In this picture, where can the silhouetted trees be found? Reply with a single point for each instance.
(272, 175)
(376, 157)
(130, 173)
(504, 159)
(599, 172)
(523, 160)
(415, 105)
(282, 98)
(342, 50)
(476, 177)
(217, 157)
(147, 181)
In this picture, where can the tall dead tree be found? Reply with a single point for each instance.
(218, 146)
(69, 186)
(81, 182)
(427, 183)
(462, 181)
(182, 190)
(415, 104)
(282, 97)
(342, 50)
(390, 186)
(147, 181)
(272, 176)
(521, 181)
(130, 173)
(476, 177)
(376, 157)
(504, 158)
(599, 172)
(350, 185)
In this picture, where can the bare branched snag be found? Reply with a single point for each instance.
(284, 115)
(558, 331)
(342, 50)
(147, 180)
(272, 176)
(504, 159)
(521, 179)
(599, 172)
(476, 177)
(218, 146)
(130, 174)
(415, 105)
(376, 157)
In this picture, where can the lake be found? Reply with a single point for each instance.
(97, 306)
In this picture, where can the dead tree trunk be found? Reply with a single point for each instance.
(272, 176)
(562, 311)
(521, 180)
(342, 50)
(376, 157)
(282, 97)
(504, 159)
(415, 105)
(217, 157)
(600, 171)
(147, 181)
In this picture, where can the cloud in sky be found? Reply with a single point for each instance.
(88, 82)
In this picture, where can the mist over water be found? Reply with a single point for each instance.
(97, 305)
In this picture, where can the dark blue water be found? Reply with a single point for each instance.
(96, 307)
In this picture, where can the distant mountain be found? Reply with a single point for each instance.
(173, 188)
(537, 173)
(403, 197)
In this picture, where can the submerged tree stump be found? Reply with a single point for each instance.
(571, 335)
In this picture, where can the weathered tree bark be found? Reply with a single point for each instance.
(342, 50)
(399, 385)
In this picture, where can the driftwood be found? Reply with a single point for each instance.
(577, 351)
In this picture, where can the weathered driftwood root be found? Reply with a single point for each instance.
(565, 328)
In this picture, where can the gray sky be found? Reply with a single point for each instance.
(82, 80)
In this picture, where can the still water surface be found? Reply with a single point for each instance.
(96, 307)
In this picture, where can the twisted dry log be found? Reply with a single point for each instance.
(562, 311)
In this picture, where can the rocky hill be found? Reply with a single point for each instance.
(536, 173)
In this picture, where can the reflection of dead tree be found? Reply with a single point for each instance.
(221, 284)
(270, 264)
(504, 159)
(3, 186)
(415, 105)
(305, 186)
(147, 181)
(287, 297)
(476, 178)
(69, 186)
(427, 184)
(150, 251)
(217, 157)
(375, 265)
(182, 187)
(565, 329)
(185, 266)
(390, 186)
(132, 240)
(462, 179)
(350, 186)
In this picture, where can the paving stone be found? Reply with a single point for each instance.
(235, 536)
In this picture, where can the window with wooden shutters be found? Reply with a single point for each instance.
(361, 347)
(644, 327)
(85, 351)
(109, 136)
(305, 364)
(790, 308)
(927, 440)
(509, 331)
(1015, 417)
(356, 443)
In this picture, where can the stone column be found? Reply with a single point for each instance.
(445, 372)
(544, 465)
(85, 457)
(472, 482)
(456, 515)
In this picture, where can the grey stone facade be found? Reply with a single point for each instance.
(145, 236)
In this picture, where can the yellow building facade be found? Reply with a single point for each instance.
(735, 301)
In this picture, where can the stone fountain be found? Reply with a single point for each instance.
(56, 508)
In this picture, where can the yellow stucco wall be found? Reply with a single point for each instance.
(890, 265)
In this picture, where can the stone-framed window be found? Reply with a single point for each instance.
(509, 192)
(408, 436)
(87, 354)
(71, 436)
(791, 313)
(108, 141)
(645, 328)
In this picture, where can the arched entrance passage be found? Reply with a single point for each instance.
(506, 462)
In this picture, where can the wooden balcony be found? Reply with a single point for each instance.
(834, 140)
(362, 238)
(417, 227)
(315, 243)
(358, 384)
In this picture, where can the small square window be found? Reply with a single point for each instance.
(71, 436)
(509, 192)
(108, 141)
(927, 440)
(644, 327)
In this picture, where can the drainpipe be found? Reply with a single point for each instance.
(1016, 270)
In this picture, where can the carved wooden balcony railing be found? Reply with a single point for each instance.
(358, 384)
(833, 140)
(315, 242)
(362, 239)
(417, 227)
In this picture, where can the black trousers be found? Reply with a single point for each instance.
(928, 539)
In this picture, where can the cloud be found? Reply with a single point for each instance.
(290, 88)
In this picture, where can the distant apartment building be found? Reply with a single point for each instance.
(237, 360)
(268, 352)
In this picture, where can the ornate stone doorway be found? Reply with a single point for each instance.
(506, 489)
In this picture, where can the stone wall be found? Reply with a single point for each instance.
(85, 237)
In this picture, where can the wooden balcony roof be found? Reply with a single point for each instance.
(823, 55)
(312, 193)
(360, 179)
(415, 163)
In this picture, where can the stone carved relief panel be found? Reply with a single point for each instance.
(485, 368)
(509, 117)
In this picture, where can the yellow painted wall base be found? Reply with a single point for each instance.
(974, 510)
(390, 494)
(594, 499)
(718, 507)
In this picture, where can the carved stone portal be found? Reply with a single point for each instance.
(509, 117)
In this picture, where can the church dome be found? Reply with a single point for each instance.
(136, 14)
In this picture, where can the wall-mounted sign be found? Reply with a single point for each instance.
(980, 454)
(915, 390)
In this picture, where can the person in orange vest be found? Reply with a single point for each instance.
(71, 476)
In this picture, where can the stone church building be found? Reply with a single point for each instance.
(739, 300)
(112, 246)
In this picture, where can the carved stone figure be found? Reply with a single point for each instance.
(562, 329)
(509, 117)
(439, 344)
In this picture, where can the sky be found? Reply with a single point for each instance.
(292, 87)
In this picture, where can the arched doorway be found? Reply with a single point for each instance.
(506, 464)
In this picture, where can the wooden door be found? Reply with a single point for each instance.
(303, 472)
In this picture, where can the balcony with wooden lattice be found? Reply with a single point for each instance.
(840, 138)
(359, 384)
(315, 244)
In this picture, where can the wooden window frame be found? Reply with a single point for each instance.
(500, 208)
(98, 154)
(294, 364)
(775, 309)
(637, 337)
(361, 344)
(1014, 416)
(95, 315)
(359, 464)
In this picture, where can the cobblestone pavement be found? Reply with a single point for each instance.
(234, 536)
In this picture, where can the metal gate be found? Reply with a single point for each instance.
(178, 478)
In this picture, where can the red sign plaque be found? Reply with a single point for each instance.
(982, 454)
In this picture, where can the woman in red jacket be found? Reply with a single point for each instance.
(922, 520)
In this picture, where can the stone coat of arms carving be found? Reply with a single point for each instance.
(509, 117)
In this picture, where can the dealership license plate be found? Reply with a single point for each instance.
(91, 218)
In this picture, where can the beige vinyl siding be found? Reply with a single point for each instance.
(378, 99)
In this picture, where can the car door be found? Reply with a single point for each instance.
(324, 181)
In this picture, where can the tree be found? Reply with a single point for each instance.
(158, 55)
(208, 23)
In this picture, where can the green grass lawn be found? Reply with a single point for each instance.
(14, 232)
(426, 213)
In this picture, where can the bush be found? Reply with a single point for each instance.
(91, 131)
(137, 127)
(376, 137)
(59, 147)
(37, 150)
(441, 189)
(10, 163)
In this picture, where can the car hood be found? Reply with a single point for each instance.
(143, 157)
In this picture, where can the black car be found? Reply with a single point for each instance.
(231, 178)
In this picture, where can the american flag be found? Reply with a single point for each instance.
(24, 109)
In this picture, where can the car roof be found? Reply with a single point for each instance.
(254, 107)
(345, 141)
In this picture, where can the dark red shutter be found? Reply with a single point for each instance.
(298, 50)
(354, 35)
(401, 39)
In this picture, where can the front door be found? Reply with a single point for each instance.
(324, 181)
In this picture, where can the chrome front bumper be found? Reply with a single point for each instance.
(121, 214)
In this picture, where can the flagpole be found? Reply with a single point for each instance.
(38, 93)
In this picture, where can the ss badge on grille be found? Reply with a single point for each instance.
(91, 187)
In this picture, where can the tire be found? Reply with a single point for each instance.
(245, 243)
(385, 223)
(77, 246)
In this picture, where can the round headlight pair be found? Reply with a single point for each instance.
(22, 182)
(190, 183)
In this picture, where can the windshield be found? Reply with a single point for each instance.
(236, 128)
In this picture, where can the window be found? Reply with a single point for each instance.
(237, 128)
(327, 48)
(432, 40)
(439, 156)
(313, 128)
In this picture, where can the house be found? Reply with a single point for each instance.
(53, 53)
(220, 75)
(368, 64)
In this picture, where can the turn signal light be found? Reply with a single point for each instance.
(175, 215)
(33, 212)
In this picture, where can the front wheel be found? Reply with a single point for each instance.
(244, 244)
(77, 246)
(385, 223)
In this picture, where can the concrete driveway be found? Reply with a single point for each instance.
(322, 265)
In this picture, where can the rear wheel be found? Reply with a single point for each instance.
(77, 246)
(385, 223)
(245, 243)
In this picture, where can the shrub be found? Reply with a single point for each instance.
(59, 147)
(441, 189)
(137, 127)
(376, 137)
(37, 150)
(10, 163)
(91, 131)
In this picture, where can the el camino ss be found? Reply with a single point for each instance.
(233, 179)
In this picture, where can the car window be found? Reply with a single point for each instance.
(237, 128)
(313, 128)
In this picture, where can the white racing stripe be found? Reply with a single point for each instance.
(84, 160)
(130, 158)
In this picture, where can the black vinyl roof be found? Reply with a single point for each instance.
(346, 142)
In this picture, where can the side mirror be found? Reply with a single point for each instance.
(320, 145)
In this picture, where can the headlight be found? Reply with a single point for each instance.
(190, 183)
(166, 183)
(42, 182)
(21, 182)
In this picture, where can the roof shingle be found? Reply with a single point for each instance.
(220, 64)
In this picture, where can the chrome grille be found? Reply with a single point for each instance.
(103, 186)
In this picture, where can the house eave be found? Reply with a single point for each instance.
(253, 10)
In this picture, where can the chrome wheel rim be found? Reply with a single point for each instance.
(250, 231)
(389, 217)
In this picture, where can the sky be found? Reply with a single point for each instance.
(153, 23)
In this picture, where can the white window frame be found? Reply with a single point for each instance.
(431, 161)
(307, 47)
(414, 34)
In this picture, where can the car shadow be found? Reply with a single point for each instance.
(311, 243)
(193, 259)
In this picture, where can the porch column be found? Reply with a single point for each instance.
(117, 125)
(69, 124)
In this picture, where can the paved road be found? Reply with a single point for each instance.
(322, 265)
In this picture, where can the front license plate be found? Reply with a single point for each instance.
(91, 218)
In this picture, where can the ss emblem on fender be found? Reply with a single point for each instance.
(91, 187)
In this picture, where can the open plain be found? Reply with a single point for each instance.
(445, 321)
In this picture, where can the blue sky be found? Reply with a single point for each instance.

• EXERCISE DESCRIPTION
The required output is the exact sequence of lines from the one containing "In this picture, where can the front license" through the end of the listing, both endpoints included.

• RESULT BELOW
In this picture, where can the front license plate be found? Reply with a single point for each instance.
(91, 218)
In this picture, where can the ss emblem on fender be found? Reply with a single point for each instance.
(91, 187)
In this picture, where can the open plain be found? Reply with a single point for each instance.
(445, 321)
In this picture, where can the blue sky be found? Reply with a single point for each instance.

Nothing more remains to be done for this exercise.